◆ SUPPLIED MATERIAL
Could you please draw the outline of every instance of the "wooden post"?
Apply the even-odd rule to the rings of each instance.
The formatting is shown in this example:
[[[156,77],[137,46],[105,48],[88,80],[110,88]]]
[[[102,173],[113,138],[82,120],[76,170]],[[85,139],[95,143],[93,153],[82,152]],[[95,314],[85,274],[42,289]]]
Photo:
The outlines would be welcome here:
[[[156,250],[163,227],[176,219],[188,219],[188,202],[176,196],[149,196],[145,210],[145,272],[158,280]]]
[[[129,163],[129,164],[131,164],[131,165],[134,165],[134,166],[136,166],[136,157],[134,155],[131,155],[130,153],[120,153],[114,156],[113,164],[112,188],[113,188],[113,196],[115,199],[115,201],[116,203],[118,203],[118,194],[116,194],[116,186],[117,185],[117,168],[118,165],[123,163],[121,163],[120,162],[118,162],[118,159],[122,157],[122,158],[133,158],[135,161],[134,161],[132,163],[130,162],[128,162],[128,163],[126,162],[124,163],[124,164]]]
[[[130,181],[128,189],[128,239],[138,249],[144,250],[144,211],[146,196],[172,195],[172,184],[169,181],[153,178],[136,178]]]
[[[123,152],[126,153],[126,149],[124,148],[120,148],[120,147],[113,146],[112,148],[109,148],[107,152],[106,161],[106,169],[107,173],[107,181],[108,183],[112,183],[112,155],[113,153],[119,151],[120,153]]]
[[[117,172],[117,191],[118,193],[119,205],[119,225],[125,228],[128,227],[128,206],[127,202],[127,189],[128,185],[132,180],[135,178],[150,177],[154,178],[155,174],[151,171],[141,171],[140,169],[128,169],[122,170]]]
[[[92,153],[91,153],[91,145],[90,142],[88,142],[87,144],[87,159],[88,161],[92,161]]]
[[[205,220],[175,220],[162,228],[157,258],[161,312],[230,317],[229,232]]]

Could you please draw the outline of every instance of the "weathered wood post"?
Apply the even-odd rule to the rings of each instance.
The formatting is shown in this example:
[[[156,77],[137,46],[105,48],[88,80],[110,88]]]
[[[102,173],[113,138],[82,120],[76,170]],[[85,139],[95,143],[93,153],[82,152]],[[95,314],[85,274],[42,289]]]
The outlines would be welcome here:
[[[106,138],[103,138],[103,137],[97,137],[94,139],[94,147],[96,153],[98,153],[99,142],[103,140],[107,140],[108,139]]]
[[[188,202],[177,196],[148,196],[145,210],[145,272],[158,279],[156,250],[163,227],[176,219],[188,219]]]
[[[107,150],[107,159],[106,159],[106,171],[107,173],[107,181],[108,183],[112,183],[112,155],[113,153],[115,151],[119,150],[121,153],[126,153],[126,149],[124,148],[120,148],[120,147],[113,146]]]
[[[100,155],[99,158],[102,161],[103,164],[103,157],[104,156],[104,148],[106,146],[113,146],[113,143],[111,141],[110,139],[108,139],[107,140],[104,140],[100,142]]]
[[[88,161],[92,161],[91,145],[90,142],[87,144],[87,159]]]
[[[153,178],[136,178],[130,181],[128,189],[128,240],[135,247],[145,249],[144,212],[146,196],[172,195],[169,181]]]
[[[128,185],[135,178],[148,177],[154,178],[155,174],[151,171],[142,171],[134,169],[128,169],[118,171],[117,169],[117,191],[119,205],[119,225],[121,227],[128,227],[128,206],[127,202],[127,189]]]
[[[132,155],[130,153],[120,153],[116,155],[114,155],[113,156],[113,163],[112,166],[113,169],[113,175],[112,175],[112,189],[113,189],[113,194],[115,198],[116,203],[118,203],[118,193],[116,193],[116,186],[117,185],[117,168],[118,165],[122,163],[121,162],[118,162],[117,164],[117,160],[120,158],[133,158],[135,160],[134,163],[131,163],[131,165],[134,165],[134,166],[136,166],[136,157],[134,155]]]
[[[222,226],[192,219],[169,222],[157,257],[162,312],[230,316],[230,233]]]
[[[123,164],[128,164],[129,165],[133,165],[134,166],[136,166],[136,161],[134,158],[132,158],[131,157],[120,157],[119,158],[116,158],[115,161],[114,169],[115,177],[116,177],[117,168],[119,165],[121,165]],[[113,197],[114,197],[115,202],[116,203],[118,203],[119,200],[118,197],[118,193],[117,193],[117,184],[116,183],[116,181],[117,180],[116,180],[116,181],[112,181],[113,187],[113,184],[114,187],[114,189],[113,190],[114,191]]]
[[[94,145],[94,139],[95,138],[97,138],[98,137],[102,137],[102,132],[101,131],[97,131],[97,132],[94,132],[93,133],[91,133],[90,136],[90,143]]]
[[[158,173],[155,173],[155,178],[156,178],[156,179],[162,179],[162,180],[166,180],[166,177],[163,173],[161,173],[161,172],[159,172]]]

◆ AIM
Extract from the material above each line containing the string "every", treating uppercase and lowercase letters as distinct.

◆ ANSWER
Could you please draw the outline of every instance of the "wooden post"?
Could you please draw the outline of every instance of the "weathered wood post"?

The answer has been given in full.